Start Excerpted records
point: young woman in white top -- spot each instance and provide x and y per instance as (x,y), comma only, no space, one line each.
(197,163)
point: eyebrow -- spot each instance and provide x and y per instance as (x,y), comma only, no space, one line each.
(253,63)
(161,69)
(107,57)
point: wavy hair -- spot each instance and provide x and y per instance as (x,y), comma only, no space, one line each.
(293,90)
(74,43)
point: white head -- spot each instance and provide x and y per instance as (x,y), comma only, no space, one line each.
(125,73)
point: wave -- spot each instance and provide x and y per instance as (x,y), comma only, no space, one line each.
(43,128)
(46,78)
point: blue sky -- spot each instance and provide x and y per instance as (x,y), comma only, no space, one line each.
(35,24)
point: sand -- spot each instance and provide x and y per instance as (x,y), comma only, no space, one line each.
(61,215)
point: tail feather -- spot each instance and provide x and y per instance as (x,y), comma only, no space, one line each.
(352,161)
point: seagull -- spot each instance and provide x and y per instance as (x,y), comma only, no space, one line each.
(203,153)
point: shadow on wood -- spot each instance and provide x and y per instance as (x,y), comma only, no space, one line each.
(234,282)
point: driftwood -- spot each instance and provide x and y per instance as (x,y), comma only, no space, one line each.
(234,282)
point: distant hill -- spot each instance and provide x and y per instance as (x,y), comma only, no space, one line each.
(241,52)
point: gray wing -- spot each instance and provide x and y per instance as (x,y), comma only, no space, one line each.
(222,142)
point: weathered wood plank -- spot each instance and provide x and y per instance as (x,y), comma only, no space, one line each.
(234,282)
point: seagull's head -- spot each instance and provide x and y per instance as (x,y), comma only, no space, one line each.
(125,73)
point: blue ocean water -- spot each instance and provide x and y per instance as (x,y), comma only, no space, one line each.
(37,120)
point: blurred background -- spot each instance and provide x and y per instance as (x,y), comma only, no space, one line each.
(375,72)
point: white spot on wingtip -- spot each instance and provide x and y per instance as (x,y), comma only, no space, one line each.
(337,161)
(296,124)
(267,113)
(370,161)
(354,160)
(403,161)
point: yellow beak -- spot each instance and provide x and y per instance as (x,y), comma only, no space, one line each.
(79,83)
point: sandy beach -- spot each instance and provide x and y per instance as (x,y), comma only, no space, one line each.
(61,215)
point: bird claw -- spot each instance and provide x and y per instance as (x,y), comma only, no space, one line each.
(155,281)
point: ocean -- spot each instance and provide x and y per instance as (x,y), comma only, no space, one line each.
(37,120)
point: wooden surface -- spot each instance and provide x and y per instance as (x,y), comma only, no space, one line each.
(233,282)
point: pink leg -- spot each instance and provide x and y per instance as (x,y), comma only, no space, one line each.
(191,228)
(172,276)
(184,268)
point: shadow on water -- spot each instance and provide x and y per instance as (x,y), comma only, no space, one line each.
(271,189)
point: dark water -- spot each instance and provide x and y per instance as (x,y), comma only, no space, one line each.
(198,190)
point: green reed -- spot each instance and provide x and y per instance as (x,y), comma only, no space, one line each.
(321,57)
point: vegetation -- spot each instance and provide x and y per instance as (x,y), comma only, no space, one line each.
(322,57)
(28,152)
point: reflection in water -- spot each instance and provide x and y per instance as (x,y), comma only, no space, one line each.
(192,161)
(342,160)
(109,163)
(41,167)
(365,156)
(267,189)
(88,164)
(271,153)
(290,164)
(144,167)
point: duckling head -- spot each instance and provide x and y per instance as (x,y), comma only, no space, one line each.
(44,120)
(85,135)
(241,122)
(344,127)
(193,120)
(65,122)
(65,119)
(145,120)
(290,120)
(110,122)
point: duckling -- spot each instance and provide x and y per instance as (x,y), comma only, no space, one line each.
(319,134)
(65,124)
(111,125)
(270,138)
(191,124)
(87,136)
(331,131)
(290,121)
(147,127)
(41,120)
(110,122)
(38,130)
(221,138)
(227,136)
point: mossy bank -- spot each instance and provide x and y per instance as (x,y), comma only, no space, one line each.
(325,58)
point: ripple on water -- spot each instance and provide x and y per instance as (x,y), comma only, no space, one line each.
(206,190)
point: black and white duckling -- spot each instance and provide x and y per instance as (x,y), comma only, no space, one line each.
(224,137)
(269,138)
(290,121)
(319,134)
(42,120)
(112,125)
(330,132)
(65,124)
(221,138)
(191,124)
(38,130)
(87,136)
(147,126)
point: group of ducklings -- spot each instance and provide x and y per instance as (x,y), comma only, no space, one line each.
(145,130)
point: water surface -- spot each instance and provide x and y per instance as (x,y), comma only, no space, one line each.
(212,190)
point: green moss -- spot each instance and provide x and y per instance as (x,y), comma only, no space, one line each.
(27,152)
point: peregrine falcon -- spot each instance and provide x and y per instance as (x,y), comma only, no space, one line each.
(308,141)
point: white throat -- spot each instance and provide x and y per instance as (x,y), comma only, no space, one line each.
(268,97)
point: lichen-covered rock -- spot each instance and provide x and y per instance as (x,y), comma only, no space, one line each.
End Excerpted records
> [Task details] Rewrite all the records above, replacing "spot each instance" with "mark every instance" and leaving everything else unchanged.

> [Exercise output]
point: young woman in white top -- mark every instance and provide x and y per instance as (x,y), comma only, no space, one line each.
(197,163)
point: eyebrow -- mark every instance and provide x and y per instance as (x,y), comma only, no space, one line each.
(253,63)
(161,69)
(107,57)
point: wavy hair -- mark every instance and provide x and y per instance as (x,y), comma only, no space, one line each.
(293,90)
(74,43)
point: white head -- mark every instance and provide x and y per instance as (x,y), comma only, no space, one line each.
(125,73)
point: wave -- mark every instance and provide x and y per instance as (x,y), comma only, no space, one line each.
(43,128)
(46,78)
point: blue sky -- mark every instance and provide x and y per instance as (x,y), comma only, no space, one line each.
(35,24)
point: sand -- mark every instance and provide x and y per instance as (x,y), comma only, no space, one line each.
(61,215)
point: tail feather -- mark every instance and provide x and y per instance as (x,y), comma only, no space, one line each.
(352,161)
point: seagull -- mark every instance and provide x and y per instance as (x,y), comma only, no space, one line each.
(203,153)
point: shadow on wood -- mark every instance and provide x and y per instance as (x,y), comma only, no space, one line each.
(234,282)
point: driftwood -- mark every instance and provide x and y per instance as (x,y), comma only, no space, one line each.
(234,282)
point: distant hill -- mark every instance and provide x and y per instance as (x,y), comma only, no space, one line each.
(241,52)
point: gray wing -- mark every instance and provide x and y per instance as (x,y), comma only, no space, one line each.
(222,142)
point: weathered wood plank -- mark every instance and provide x and y per instance as (x,y), comma only, no space, one line each.
(234,282)
point: seagull's head -- mark every instance and provide x and y per instance as (x,y), comma only, no space, one line each.
(125,73)
point: blue ocean water -- mark every instance and provide x and y per instance as (x,y), comma only, no space, one line each.
(37,120)
point: blurred background -- mark every instance and provide x and y per instance as (x,y), comma only, no space, one line each.
(375,72)
point: white spot on wingtip -- mark every instance and provide x and y per instance as (x,y), comma only, no space, one line each.
(337,161)
(296,124)
(267,113)
(370,161)
(354,160)
(403,161)
point: yellow beak -- mark every instance and provide x and y per instance as (x,y), comma only, no space, one line each.
(79,83)
point: sandy beach -- mark every instance and provide x and y per instance as (x,y), comma only, no space, one line each.
(61,215)
point: bird claw -- mark every instance and provide x and y per instance as (x,y), comma only, no space, one line each.
(155,281)
point: ocean -- mark every instance and provide x and y per instance as (x,y), comma only, no space, one line each.
(37,120)
point: wooden surface -- mark every instance and provide x and y per instance as (x,y), comma only, no space, one line each.
(233,282)
point: pink leg -- mark every instance and provide x and y per instance as (x,y), comma only, no space, one line each.
(191,228)
(172,276)
(184,268)
point: shadow on water -- mark every instance and provide x and y per instance as (x,y), comma only, no space, one line each.
(271,189)
point: dark water -- mark every instance and provide x and y per instance as (x,y), comma only, no space, one line each.
(198,190)
point: green reed -- mark every instance and provide x and y per instance as (x,y), comma only, no space, one line each.
(321,57)
point: vegetation -- mark every instance and provide x and y per instance as (x,y), comma only, no space, one line each.
(322,57)
(28,152)
point: reflection in water -- mark every instance and provide x and y per instance as (x,y), comma only, no space, one line each.
(192,161)
(342,160)
(109,163)
(41,167)
(365,156)
(267,189)
(88,164)
(271,153)
(290,164)
(144,167)
point: duckling head -- mark every instance and provide x and y per instance as (x,y), comma only, no space, one line each.
(44,120)
(85,135)
(241,122)
(344,127)
(193,120)
(65,122)
(65,119)
(145,120)
(290,120)
(110,122)
point: duckling -- mark every instance and provide x and y per instance as (x,y), comma only, no space, one line each.
(319,134)
(65,124)
(111,125)
(270,138)
(191,124)
(87,136)
(331,131)
(290,121)
(147,127)
(41,120)
(110,122)
(38,130)
(221,138)
(227,136)
point: mossy bank -- mark every instance and provide x and y per instance as (x,y), comma only, no space, one line each.
(325,58)
point: ripple on water -- mark every instance and provide x and y per instance as (x,y), comma only, no space, one line each.
(206,190)
point: black and white duckling -- mark every instance and provide x and y per instance as (x,y), comma only, no space, one line each.
(224,137)
(269,138)
(290,121)
(319,134)
(42,120)
(112,125)
(330,132)
(65,124)
(221,138)
(191,124)
(38,130)
(87,136)
(147,126)
point: group of ducklings -- mark every instance and provide x and y per instance as (x,y), comma only, no space, one line each.
(145,130)
point: water surface -- mark every instance and provide x and y per instance as (x,y), comma only, no space, one line each.
(212,190)
point: green moss -- mark every instance and provide x and y per instance as (x,y), comma only, no space, one line each.
(27,152)
point: peregrine falcon -- mark every instance and provide x and y per instance as (x,y), comma only, no space, one line each.
(308,141)
point: white throat -- mark every instance and provide x and y per instance as (x,y), comma only, no space, one line each.
(268,97)
point: lichen-covered rock -- mark every instance and provide x and y per instance as (x,y), comma only, no space, one line each.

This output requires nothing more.